* **Data rows**:
- - -

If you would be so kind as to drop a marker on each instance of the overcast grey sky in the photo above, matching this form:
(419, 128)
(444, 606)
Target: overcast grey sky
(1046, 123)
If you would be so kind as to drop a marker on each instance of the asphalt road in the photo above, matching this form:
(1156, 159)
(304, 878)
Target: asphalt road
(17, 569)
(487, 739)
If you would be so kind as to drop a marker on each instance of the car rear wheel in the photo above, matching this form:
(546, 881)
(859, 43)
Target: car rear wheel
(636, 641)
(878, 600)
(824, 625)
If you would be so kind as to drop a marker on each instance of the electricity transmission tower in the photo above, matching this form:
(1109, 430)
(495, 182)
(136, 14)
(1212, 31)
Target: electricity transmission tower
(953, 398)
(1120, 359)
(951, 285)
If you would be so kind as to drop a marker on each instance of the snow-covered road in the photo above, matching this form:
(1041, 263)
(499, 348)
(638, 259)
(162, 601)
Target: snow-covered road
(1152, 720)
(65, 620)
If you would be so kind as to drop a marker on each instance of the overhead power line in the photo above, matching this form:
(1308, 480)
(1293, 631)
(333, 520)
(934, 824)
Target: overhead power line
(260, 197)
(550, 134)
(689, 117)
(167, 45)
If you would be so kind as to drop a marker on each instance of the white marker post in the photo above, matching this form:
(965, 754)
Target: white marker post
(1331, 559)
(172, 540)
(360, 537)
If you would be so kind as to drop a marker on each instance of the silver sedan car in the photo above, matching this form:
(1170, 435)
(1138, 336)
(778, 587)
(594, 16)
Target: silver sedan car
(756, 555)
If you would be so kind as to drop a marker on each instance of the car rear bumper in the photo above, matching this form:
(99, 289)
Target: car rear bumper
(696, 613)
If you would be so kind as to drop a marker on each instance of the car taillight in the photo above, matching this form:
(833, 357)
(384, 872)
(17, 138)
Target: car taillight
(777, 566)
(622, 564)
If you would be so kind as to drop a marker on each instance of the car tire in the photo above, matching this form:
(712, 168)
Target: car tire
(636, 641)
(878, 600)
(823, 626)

- - -

* **Direction**:
Please copy out all of the records above word for word, line by line, changing nothing.

* **Response**:
If you would be so kind as to drop a marker on each instance of the overcast grey sky in the photo above, matching this form:
(419, 128)
(444, 606)
Target: overcast grey sky
(1046, 123)
If you would be so kind as to drop a marker on each instance of the asphalt road in the photo above, matching this form:
(1156, 159)
(304, 878)
Target: asphalt road
(17, 569)
(487, 739)
If you would be so kind as to drop a marker on each instance of the car rear wheel in the photo above, matching this form:
(546, 881)
(859, 43)
Target: car rear wheel
(636, 641)
(878, 600)
(824, 625)
If you would be so kind as to drop a marker on each instance of the electricity transmission tower in the photo above, matching this form:
(1109, 430)
(495, 182)
(136, 14)
(1212, 31)
Target: electricity transmission tower
(953, 398)
(1120, 359)
(951, 285)
If you would be so kind as to drop a marker on each instance of the snow-covered road in the photo above, matching this form:
(1041, 263)
(499, 348)
(638, 259)
(162, 601)
Target: snow-covered road
(1152, 720)
(65, 620)
If you would be so kind as to drop a marker on each instance of the overhead power line in the photo above, matching this form:
(1308, 480)
(1293, 631)
(333, 520)
(934, 824)
Target: overhead power line
(260, 197)
(550, 134)
(689, 117)
(167, 45)
If you would be so kind as to drop a marker on each instance of the white marker post in the photo above, matching this form:
(965, 754)
Target: white marker post
(1331, 559)
(172, 540)
(360, 537)
If you would be so kind as to drop a marker on each instance of the silver sedan car in the photo above, matching this form:
(1170, 435)
(1138, 336)
(778, 587)
(594, 16)
Target: silver sedan car
(756, 555)
If you would be so kind as to drop a marker on each instance of the car rear bumper in the photo above, matching this form:
(99, 289)
Target: car rear bumper
(696, 613)
If you would be so kind as to drop a marker on each instance of the car taillight in the photo above, matching this form:
(833, 357)
(384, 872)
(17, 138)
Target: car taillight
(777, 566)
(622, 564)
If you would be so kind as to drop a marker on each instance of the car tire in the photo above, matching this form:
(712, 168)
Target: car tire
(636, 641)
(878, 600)
(823, 626)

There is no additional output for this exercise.